*The problem*
The listing below should be written out exactly; please include all of it.

+---+

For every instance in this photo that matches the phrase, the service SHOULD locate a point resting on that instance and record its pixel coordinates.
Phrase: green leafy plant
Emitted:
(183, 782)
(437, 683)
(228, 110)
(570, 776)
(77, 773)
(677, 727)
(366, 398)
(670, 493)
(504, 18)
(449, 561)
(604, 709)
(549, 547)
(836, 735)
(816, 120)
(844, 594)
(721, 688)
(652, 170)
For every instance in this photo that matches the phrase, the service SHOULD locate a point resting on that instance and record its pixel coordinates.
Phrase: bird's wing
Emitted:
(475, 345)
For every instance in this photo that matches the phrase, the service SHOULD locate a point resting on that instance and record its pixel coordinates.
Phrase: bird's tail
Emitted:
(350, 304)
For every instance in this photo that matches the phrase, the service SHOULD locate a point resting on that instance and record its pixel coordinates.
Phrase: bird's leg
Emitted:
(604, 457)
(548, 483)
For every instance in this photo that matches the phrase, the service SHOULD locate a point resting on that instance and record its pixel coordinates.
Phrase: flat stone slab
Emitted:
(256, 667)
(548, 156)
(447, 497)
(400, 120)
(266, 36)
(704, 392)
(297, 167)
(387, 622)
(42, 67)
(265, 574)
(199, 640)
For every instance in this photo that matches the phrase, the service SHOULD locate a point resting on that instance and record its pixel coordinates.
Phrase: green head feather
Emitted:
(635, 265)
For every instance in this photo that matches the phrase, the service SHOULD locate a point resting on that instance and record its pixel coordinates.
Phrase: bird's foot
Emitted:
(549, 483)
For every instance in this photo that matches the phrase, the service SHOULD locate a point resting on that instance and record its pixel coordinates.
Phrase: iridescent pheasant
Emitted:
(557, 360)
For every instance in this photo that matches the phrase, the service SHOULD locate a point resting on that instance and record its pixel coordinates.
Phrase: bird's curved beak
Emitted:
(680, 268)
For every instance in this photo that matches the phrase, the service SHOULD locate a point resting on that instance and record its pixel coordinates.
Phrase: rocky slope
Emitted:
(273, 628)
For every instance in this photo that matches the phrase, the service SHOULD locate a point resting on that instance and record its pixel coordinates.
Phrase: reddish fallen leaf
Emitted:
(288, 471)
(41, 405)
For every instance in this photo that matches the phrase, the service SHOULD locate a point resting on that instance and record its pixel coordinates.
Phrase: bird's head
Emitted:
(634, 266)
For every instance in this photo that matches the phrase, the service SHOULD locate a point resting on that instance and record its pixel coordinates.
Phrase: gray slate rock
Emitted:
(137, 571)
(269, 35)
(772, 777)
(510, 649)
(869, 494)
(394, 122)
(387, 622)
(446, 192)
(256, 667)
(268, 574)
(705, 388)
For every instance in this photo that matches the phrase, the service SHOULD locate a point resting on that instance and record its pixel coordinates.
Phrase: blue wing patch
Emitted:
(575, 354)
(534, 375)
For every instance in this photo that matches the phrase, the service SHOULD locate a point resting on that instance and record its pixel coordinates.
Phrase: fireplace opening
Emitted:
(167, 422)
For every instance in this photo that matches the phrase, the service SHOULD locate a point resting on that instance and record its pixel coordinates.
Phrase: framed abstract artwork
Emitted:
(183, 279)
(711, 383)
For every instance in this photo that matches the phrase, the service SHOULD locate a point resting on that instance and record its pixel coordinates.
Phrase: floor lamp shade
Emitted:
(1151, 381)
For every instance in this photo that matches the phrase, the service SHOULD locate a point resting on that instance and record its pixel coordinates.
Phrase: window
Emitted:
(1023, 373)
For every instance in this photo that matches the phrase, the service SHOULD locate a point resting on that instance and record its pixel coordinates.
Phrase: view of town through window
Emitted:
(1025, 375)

+---+

*Solution below*
For every instance in this photo that matches the phrase, the service SHOULD locate a point resting on that instance and record its pixel coordinates.
Phrase: green leafy plant
Emitted:
(183, 782)
(437, 683)
(228, 110)
(570, 776)
(77, 773)
(677, 727)
(366, 398)
(670, 493)
(504, 18)
(449, 561)
(604, 709)
(549, 547)
(836, 735)
(816, 120)
(844, 594)
(721, 688)
(652, 170)
For every instance in this photo that matches the phrase, the service SHOULD locate a point resting on that instance and record its pixel coordinates.
Phrase: bird's wing
Emitted:
(475, 345)
For every instance in this photo that matches the phrase, the service SHOULD locate a point resting on that instance and record its pixel coordinates.
Phrase: bird's tail
Emitted:
(350, 304)
For every instance in this photo that matches the phrase, the service SHOULD locate a point resting on that instance and record its pixel coordinates.
Phrase: bird's leg
Emitted:
(604, 457)
(548, 483)
For every instance in this photo that matches the phrase, the service SHOULD locate a point resting on that instance and record its pixel coordinates.
Phrase: flat stone slab
Emitted:
(256, 667)
(548, 156)
(447, 497)
(400, 120)
(266, 36)
(704, 392)
(297, 167)
(387, 622)
(42, 67)
(265, 574)
(199, 640)
For every instance in this photo that matches the phrase, the service SHOULD locate a point resting on that instance and record its pixel coordinates.
Phrase: green head feather
Emitted:
(635, 265)
For every instance in this photo that matches the phrase, the service SHOULD locate a point resting on that instance and record its pixel coordinates.
Phrase: bird's foot
Emitted:
(549, 483)
For every instance in this photo that matches the phrase, the service SHOULD locate a point resting on that instance and record its pixel coordinates.
Phrase: iridescent pheasant
Emitted:
(557, 360)
For every instance in this photo that matches the phrase, the service SHOULD locate a point resting on that instance and record its pixel coordinates.
Phrase: bird's curved beak
Emitted:
(680, 268)
For every instance in this photo that matches the phrase, the service SHOULD locate a point resting on that instance and record its pixel coordinates.
Phrase: rocky slope
Emitted:
(273, 628)
For every instance in this photo that matches the phrase, the service SHOULD locate a point resting on that instance and record its pixel coordinates.
Phrase: reddish fallen leaf
Emitted:
(288, 471)
(41, 405)
For every instance in this photo that matches the phrase, the service SHOULD locate a point resting on that instance and record its pixel coordinates.
Phrase: bird's head
Emitted:
(634, 266)
For every instance in this photo that matches the phrase, the service SHOULD locate a point resting on that instance and record its pixel coordinates.
Phrase: gray slate rock
Emitted:
(137, 571)
(269, 35)
(772, 777)
(510, 649)
(869, 494)
(394, 122)
(387, 622)
(446, 192)
(256, 667)
(268, 574)
(705, 388)
For every instance in this photo that matches the phrase, the service SHOULD locate a point resting on that instance and record its pixel coordinates.
Phrase: blue wing patch
Emitted:
(575, 354)
(534, 375)
For every instance in this photo that matches the phrase, the service SHOULD locate a point resting on that instance and record its pixel coordinates.
Phrase: fireplace opening
Emitted:
(167, 422)
For every instance in this photo that matches the phrase, the service SHOULD locate a point resting on that instance and record its pixel coordinates.
Phrase: framed abstract artwork
Emitted:
(183, 279)
(711, 383)
For every instance in this photo that matches the phrase, the service SHOULD locate a point resting on that instance and record its pixel coordinates.
Phrase: floor lamp shade
Emitted:
(1151, 381)
For every instance in this photo that matches the phrase, the service SHOULD locate a point resting on that instance and record its pixel coordinates.
Phrase: window
Emitted:
(1023, 373)
For every instance in this photo that matches the phrase, the service SHOULD locate a point resting on that instance and record its pixel coordinates.
Phrase: view of town through window
Emitted:
(1025, 375)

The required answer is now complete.